On Thu, Jan 07, 2021 at 09:37:58PM +0100, Mark Kettenis wrote:
> > Date: Thu, 7 Jan 2021 11:15:41 -0600
> > From: Scott Cheloha <[email protected]>
> > 
> > Hi,
> > 
> > I want to isolate statclock() from hardclock(9).  This will simplify
> > the logic in my WIP dynamic clock interrupt framework.
> > 
> > Currently, if stathz is zero, we call statclock() from within
> > hardclock(9).  It looks like this (see sys/kern/kern_clock.c):
> > 
> > void
> > hardclock(struct clockframe *frame)
> > {
> >     /* [...] */
> > 
> >     if (stathz == 0)
> >             statclock(frame);
> > 
> >     /* [...] */
> > 
> > This is the case on alpha, amd64 (w/ lapic), hppa, i386 (w/ lapic),
> > loongson, luna88k, mips64, and sh.
> > 
> > (We seem to do it on sgi, too.  I was under the impression that sgi
> > *was* a mips64 platform, yet sgi seems to it have its own clock
> > interrupt code distinct from mips64's general clock interrupt code
> > which is used by e.g. octeon).
> > 
> > However, if stathz is not zero we call statclock() separately.  This
> > is the case on armv7, arm, arm64, macppc, powerpc64, and sparc64.
> > 
> > (The situation for the general powerpc code and socppc in particular
> > is a mystery to me.)

TASK 1:
Answer these from the message on statclock() and hardclock(9):
(a) Which source file shows the hardclock() code?
(b) What would isolating statclock() from hardclock(9) simplify?
(c) On which platforms is statclock() called separately when stathz is not zero?
TASK 2: Write the next part of the message on statclock() and hardclock(9), following on from its final sentence.
The material after this message is separate from it.

GIVEN ENTRIES:
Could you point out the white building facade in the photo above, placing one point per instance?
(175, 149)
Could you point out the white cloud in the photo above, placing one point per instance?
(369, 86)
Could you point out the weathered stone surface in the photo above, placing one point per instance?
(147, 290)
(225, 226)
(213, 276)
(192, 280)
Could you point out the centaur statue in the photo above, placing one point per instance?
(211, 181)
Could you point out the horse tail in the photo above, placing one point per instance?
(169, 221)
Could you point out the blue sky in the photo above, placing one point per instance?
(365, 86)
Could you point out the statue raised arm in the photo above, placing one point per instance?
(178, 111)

--

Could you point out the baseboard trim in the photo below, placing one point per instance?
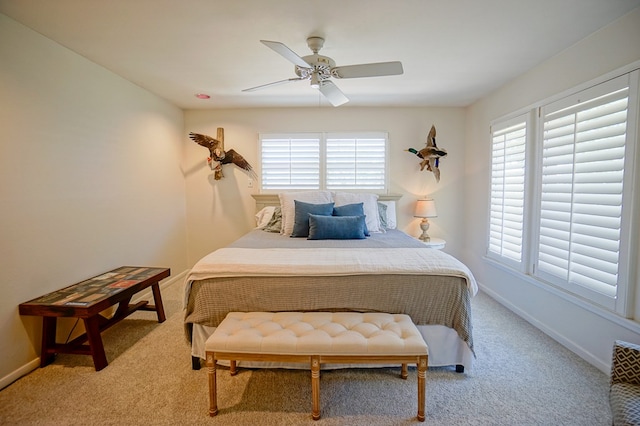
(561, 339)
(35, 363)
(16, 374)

RIGHT ANSWER 1:
(a) sys/kern/kern_clock.c
(b) The logic in the WIP dynamic clock interrupt framework.
(c) armv7, arm, arm64, macppc, powerpc64, and sparc64.

RIGHT ANSWER 2:
> > 
> > If we could remove this MD distinction it would make my MI framework
> > simpler.  Instead of checking stathz and conditionally starting a
> > statclock event I will be able to unconditionally start a statclock
> > event on all platforms on every CPU.
> > 
> > In general I don't think the "is stathz zero?" variance between
> > platforms is useful:
> > 
> > - The difference is invisible to userspace, as we hide the fact that
> >   stathz is zero from e.g. the kern.clockrate sysctl.
> > 
> > - We run statclock() at some point, regardless of whether stathz is
> >   zero.  If statclock() is run from hardclock(9) then isn't stathz
> >   effectively equal to hz?
> > 
> > - Because stathz might be zero we need to add a bunch of safety checks
> >   to our MI code to ensure we don't accidentally divide by zero.
> > 
> > Maybe we can ensure stathz is non-zero in a later diff...
> > 
> > --
> > 
> > Anyway, I don't think I have missed any platforms.  However, if
> > platform experts could weigh in here to verify my changes (and test
> > them!) I'd really appreciate it.
> > 
> > In particular, I'm confused about how clock interrupts work on
> > powerpc, socppc, and sgi.
> > 
> > --
> > 
> > Thoughts?  Platform-specific OKs?
> 
> I wouldn't be opposed to doing this.  It is less magic!
> 
> But yes, this needs to be tested on the platforms that you change.

I guess I'll CC all the platform-specific people I'm aware of.

> Note that many platforms don't have have separate schedclock and
> statclock.  But on many platforms where we use a one-shot timer as the
> clock we have a randomized statclock.  I'm sure Theo would love to
> tell you about the cpuhog story...

I am familiar with cpuhog.  It's the one thing everybody mentions when
I talk about clock interrupts and/or statclock().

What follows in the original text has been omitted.